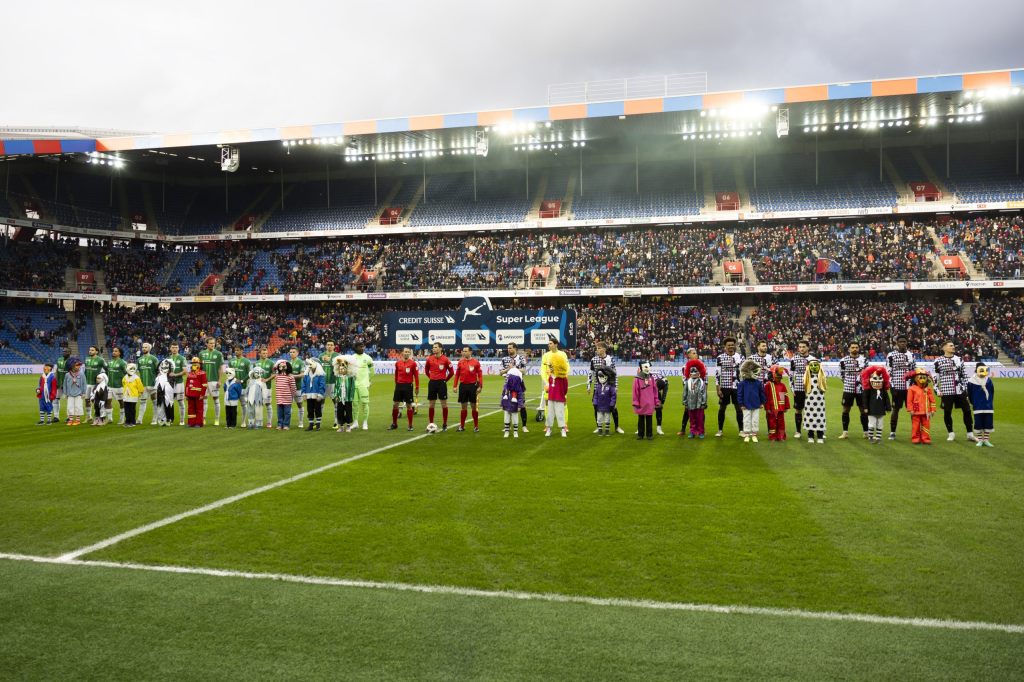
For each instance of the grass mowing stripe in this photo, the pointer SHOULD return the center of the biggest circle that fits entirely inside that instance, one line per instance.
(537, 596)
(103, 544)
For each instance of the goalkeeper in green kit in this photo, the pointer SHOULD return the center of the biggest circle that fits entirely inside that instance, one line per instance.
(213, 361)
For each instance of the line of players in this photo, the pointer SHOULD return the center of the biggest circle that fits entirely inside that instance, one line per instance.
(949, 370)
(950, 380)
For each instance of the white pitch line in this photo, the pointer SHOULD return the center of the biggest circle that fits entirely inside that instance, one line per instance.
(103, 544)
(934, 624)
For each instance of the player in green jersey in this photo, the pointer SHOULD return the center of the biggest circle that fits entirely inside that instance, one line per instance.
(177, 378)
(94, 364)
(148, 366)
(298, 369)
(213, 363)
(62, 370)
(327, 361)
(242, 366)
(116, 371)
(266, 365)
(364, 370)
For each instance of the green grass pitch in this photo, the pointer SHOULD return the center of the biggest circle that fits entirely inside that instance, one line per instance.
(889, 529)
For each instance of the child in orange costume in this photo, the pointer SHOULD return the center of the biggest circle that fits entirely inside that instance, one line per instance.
(921, 405)
(777, 405)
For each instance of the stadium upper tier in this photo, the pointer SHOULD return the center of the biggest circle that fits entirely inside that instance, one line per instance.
(655, 329)
(663, 183)
(940, 248)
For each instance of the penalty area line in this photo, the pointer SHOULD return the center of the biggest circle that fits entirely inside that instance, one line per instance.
(838, 616)
(217, 504)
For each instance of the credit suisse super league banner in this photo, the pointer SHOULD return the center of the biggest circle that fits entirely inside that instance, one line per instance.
(478, 326)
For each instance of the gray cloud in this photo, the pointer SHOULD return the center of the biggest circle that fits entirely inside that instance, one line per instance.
(209, 66)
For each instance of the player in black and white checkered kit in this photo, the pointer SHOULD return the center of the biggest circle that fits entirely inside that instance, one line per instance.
(900, 363)
(514, 359)
(602, 358)
(950, 382)
(798, 366)
(850, 368)
(726, 377)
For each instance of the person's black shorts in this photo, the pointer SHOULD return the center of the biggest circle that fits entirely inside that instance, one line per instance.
(467, 393)
(899, 399)
(798, 399)
(437, 389)
(851, 399)
(402, 393)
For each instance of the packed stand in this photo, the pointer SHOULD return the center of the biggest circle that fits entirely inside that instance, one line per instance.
(1003, 320)
(829, 325)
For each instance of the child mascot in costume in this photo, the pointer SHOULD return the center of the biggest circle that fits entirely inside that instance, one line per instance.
(921, 403)
(777, 402)
(313, 390)
(751, 394)
(257, 395)
(100, 394)
(981, 392)
(605, 394)
(513, 396)
(164, 399)
(814, 402)
(875, 400)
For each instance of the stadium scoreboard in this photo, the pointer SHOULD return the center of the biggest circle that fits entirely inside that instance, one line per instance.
(478, 326)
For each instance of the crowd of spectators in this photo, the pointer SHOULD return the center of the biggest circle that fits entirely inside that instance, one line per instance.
(866, 252)
(1001, 318)
(581, 258)
(995, 245)
(829, 325)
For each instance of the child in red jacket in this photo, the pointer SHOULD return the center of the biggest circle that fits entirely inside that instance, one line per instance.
(777, 403)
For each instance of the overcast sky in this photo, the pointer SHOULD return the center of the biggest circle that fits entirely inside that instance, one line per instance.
(216, 65)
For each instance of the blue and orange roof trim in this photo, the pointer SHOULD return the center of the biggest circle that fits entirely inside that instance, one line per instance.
(803, 93)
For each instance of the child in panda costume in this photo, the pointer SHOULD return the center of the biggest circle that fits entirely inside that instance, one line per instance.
(981, 392)
(875, 400)
(100, 393)
(164, 398)
(257, 394)
(232, 396)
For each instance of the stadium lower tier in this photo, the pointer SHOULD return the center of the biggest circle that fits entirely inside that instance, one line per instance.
(990, 247)
(659, 329)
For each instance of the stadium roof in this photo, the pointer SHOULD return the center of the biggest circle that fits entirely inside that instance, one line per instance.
(810, 104)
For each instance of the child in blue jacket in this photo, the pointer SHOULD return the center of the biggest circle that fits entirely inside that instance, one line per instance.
(232, 396)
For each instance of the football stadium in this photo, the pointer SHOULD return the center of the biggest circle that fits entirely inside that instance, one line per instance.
(649, 381)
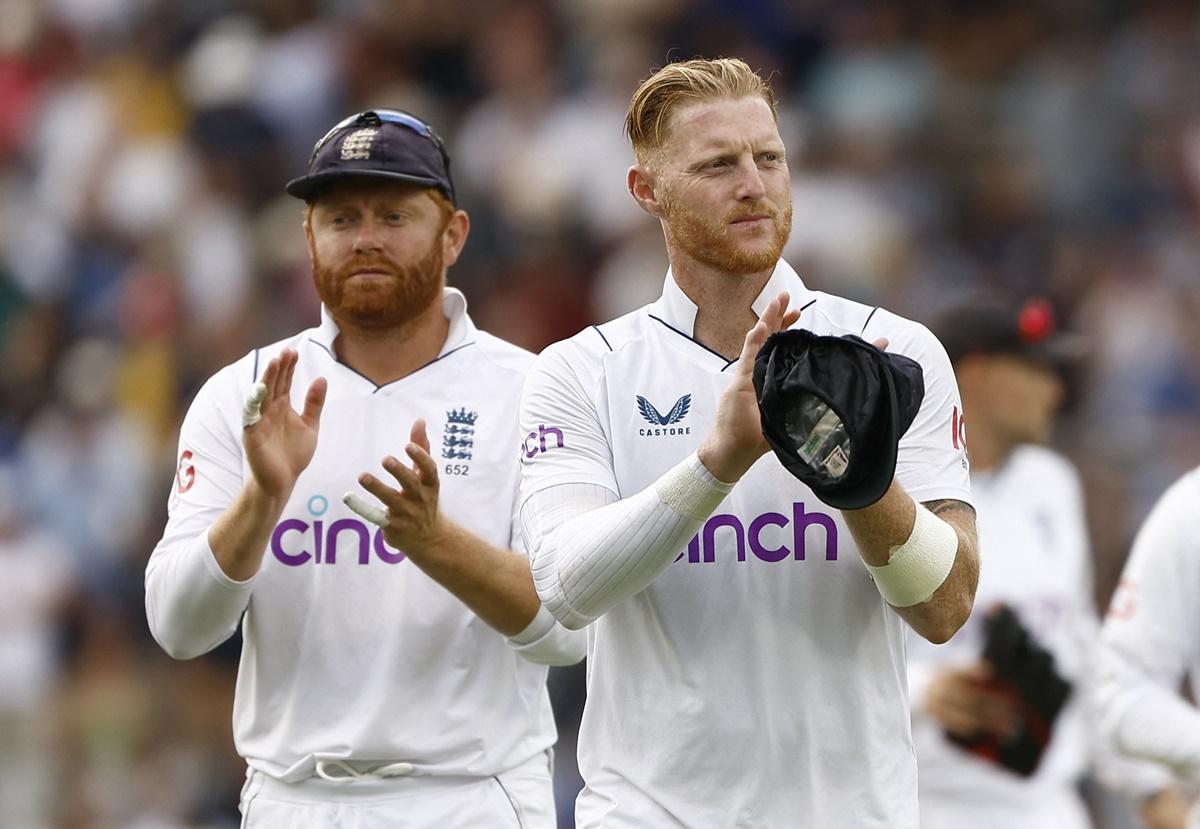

****************

Task details ->
Arrange all of the entries above as a numbered list with one line per item, skipping any blank lines. Leave the pictures out of your answer.

Solution to this exercise ->
1. For each instance of the grass mowing stripe in this photo, the pointer SHOULD return the center of the biggest circle that fits entirely inside that instance, one line per instance.
2. (537, 596)
3. (103, 544)
4. For each instance of the goalkeeper in green kit in this photo, the pointer SHOULD return the center of the biggest circle that fits entirely inside that instance, one line per instance.
5. (213, 361)
6. For each instance of the line of players in this photo, the pointer SHOULD return the center of the biggest circle that fits entirely inside that instance, one line per instance.
7. (949, 370)
8. (950, 380)
9. For each instance of the white pitch line in this photo, the pointer SHOULD return the center of the biggest circle that fits entirely inside that instance, one line per instance.
10. (103, 544)
11. (934, 624)
12. For each instance of the player in green jersey in this photo, the pointer SHOULD return the center of the biggest circle that fits entirely inside that instance, one line per instance.
13. (177, 378)
14. (94, 364)
15. (148, 366)
16. (298, 369)
17. (213, 363)
18. (62, 370)
19. (327, 361)
20. (242, 366)
21. (116, 371)
22. (266, 365)
23. (364, 370)
24. For each instance of the green grass pitch in this photo, the pointer SHOULD return the center of the biggest circle that fits entirely inside that instance, one line per instance.
25. (889, 529)
26. For each instance of the child in orange costume in this photo, the pointer SHOULD return the center of the biggest circle that fits entirely inside that instance, one line per instance.
27. (921, 405)
28. (777, 405)
29. For each instance of the stadium upper tier in this photo, the pointer SHOULD return the center of the biggest circle that fits entirely inside that instance, one line per instance.
30. (655, 329)
31. (663, 183)
32. (940, 248)
33. For each instance of the penalty area line in this photo, the pointer SHOULD return the center of the biggest circle that fits entirely inside that instance, one line per instance.
34. (838, 616)
35. (217, 504)
36. For each instance of the credit suisse super league banner in this photo, the pointer SHOULD return the center of the biggest circle that fits entirely inside that instance, one line per instance.
37. (478, 326)
38. For each instance of the gray cloud in this photo, the pointer SHOULD return the center of the biggest circle that fits entirely inside that instance, one line per instance.
39. (209, 66)
40. For each instance of the player in black and white checkered kit in this photo, the pointer SHOULD return the center of the biggest circle that fits entirely inside that instance, one line per instance.
41. (900, 363)
42. (514, 359)
43. (602, 358)
44. (950, 382)
45. (798, 366)
46. (850, 368)
47. (726, 377)
48. For each instance of the person's black shorts in this photo, the pointer SHOULD return the center of the biggest circle that fits entirely inside that instance, one line per instance.
49. (467, 393)
50. (899, 399)
51. (798, 399)
52. (437, 389)
53. (851, 399)
54. (402, 393)
55. For each instance of the packed stand in this photo, the pointer SHOULD return the center of the biggest circle that fits entirely inside that instance, one line per instance.
56. (1003, 320)
57. (829, 325)
58. For each instance of the child mascot in costume in this photo, the pointer SHOULD return the center of the biggest circle that fits entirely inside that instance, one line per instance.
59. (921, 403)
60. (777, 402)
61. (313, 390)
62. (751, 394)
63. (257, 395)
64. (100, 394)
65. (981, 392)
66. (605, 394)
67. (513, 396)
68. (164, 399)
69. (814, 402)
70. (875, 400)
71. For each instance of the stadium scoreboard in this photo, the pointer SHOULD return the center of the biggest circle that fits entirely inside that instance, one line per instance.
72. (478, 326)
73. For each instance of the crowd of spectators in this photo, the pointer SHOULD return the center of the biggest circle that fits entirely inside that instance, one line per instance.
74. (866, 252)
75. (1001, 318)
76. (581, 258)
77. (995, 245)
78. (829, 325)
79. For each instance of the child in red jacket in this photo, the pointer SHOULD return the center of the biggest circle that fits entirely inside that instance, one line per instance.
80. (777, 403)
81. For each instance of the overcast sky in this photo, the pointer SHOULD return the center of the biggest circle that fits entirely inside that instance, one line per instance.
82. (216, 65)
83. For each instance of the blue and orange roof trim in this photo, the pointer SHOULD return the center of the biggest circle that fits entirely inside that instance, one line per instance.
84. (803, 93)
85. For each instance of the child in panda costume in this photo, the pointer SHOULD return the center of the biggest circle that fits entirely inside that instance, one line per instance.
86. (981, 392)
87. (875, 400)
88. (100, 393)
89. (164, 398)
90. (257, 394)
91. (232, 396)
92. For each instance of the stadium lower tier in this photo, the pointer SHOULD return the center of the biggest circle that fits entirely inside that instance, one line per instance.
93. (990, 247)
94. (659, 329)
95. For each instance of the stadium roof in this photo, the pointer SHOULD return the center of the biggest circle that fits entirely inside that instance, one line per instance.
96. (810, 104)
97. For each instance of the child in blue jacket in this photo, the pointer SHOULD return the center of the biggest circle that fits entirely inside that instance, one line per instance.
98. (232, 396)
99. For each instance of the football stadium in this photo, the pointer SHOULD return the center of the biggest circle that fits entirely inside that instance, one line per instance.
100. (649, 381)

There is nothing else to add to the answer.